== Texte proposé ==
Alors qu’en France le festival de Cannes vient de décerner la palme d’or 2013 au film la vie d’Adèle, inspiré de la bande dessinée de Julie Norah sur un sujet de société – l’amour réciproque entre deux femmes – c’est au tour de
New Westminster de mettre à l’honneur «cet art séquentiel au support papier,» défini comme tel par Will Eisner, figure majeure de la bande dessinée du XXème siècle. Du 13 au 16 juin, le Douglas College organise, sous la houlette de Peter Wilkins et David Wright, une série de conférences, d’ateliers étudiants et de forums afin «d’explorer comment les différentes disciplines et les discours convergent sur le thème des bandes dessinées» explique le premier organisateur.
De L’Incroyable Hulk à Bécassine, des ouvrages plus ou moins connus seront mis à l’honneur. L’objectif affiché est de démontrer les relations étroites que la bande dessinée entretient avec différentes disciplines, littératies, et technologies. Selon Peter Wilkins, responsable de l’évènement, c’est « un média qui rassemble des universitaires de toutes sortes : géographes, architectes et archivistes notamment. » Après avoir participé à des salons en Chine, en Espagne ou en Grande-Bretagne, les organisateurs ont aussi souhaité ouvrir le discours académique sur la bande dessinée aux étudiants autant que possible.

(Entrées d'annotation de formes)
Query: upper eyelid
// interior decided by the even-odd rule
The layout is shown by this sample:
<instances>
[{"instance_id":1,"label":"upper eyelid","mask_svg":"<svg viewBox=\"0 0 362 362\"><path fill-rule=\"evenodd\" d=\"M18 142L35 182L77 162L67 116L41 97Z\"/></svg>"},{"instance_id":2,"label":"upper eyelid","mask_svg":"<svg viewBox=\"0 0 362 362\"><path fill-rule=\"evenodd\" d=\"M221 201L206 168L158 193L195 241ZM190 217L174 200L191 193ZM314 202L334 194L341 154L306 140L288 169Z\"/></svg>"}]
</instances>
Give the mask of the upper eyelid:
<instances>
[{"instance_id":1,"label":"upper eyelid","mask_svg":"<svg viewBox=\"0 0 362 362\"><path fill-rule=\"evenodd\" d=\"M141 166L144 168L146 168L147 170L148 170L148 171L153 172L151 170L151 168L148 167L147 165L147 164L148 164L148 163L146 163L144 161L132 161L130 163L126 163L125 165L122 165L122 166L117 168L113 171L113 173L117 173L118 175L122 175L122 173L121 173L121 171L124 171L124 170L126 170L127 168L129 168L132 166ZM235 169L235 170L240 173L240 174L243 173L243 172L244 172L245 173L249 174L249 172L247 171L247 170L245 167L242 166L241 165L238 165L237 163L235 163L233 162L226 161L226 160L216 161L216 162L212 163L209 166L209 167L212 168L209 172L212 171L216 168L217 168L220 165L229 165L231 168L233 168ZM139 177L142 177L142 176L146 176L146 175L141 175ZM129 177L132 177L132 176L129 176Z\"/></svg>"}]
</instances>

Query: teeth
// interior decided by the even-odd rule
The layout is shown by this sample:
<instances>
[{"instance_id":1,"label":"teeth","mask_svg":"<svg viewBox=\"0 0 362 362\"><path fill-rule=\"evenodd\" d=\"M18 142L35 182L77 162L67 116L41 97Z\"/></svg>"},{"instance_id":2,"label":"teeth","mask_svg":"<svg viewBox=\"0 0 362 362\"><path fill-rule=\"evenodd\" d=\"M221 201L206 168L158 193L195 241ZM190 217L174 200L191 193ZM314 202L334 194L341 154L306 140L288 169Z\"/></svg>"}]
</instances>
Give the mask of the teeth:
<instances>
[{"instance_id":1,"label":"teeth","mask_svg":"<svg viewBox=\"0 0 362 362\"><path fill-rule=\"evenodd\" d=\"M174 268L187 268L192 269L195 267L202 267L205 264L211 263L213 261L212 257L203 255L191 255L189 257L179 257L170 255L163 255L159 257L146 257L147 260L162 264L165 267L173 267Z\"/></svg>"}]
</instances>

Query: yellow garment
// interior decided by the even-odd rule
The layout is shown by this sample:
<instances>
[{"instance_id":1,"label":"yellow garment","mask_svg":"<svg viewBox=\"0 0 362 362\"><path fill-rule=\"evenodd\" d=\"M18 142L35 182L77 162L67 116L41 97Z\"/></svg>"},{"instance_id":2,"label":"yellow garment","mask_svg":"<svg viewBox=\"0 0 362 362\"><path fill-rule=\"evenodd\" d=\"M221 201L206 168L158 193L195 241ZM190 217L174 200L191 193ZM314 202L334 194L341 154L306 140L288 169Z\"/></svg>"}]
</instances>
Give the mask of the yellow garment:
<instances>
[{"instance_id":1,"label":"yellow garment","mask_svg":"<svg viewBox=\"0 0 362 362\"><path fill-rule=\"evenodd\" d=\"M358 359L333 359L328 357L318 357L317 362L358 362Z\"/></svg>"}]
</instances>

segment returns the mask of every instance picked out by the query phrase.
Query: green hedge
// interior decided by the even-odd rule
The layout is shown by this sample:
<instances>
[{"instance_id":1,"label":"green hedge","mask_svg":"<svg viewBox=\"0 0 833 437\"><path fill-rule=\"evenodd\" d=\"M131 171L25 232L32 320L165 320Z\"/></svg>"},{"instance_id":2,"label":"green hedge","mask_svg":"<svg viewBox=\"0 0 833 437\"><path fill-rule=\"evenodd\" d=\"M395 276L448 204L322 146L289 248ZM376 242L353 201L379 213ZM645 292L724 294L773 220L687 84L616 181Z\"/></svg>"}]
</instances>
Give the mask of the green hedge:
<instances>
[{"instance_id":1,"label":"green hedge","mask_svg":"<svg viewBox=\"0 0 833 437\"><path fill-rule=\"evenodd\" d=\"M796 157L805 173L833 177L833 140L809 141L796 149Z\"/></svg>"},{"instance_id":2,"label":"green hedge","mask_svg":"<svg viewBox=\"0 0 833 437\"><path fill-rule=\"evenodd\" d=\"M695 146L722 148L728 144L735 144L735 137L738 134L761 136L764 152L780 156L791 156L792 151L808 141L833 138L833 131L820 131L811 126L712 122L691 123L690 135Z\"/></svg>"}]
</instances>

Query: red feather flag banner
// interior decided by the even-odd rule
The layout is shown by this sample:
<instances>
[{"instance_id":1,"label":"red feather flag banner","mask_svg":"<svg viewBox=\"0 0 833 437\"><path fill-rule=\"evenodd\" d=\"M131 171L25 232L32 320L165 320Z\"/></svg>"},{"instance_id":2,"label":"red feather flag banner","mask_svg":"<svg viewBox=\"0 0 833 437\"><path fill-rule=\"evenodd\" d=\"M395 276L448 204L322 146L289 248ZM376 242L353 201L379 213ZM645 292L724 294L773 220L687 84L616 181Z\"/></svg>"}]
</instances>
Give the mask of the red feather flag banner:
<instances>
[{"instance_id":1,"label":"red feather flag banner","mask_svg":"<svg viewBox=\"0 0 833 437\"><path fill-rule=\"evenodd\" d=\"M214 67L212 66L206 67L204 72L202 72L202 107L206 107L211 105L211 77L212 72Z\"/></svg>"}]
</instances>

== Travail à faire ==
[A] Répondez à ces questions d'après le texte proposé.
(i) Quel film a reçu la palme d'or 2013 au festival de Cannes ?
(ii) À quelles dates le Douglas College organise-t-il sa série de conférences ?
(iii) Dans quels pays les organisateurs ont-ils déjà participé à des salons ?
[B] Recopiez le passage du texte proposé qui va de « Alors qu’en France » jusqu'à « le premier organisateur. », en remplaçant « Douglas College » par « Collège Douglas ».

== Corrigé des exercices ==
[A]
(i) La vie d'Adèle.
(ii) Du 13 au 16 juin.
(iii) En Chine, en Espagne et en Grande-Bretagne.

[B]
Alors qu’en France le festival de Cannes vient de décerner la palme d’or 2013 au film la vie d’Adèle, inspiré de la bande dessinée de Julie Norah sur un sujet de société – l’amour réciproque entre deux femmes – c’est au tour de
New Westminster de mettre à l’honneur «cet art séquentiel au support papier,» défini comme tel par Will Eisner, figure majeure de la bande dessinée du XXème siècle. Du 13 au 16 juin, le Collège Douglas organise, sous la houlette de Peter Wilkins et David Wright, une série de conférences, d’ateliers étudiants et de forums afin «d’explorer comment les différentes disciplines et les discours convergent sur le thème des bandes dessinées» explique le premier organisateur.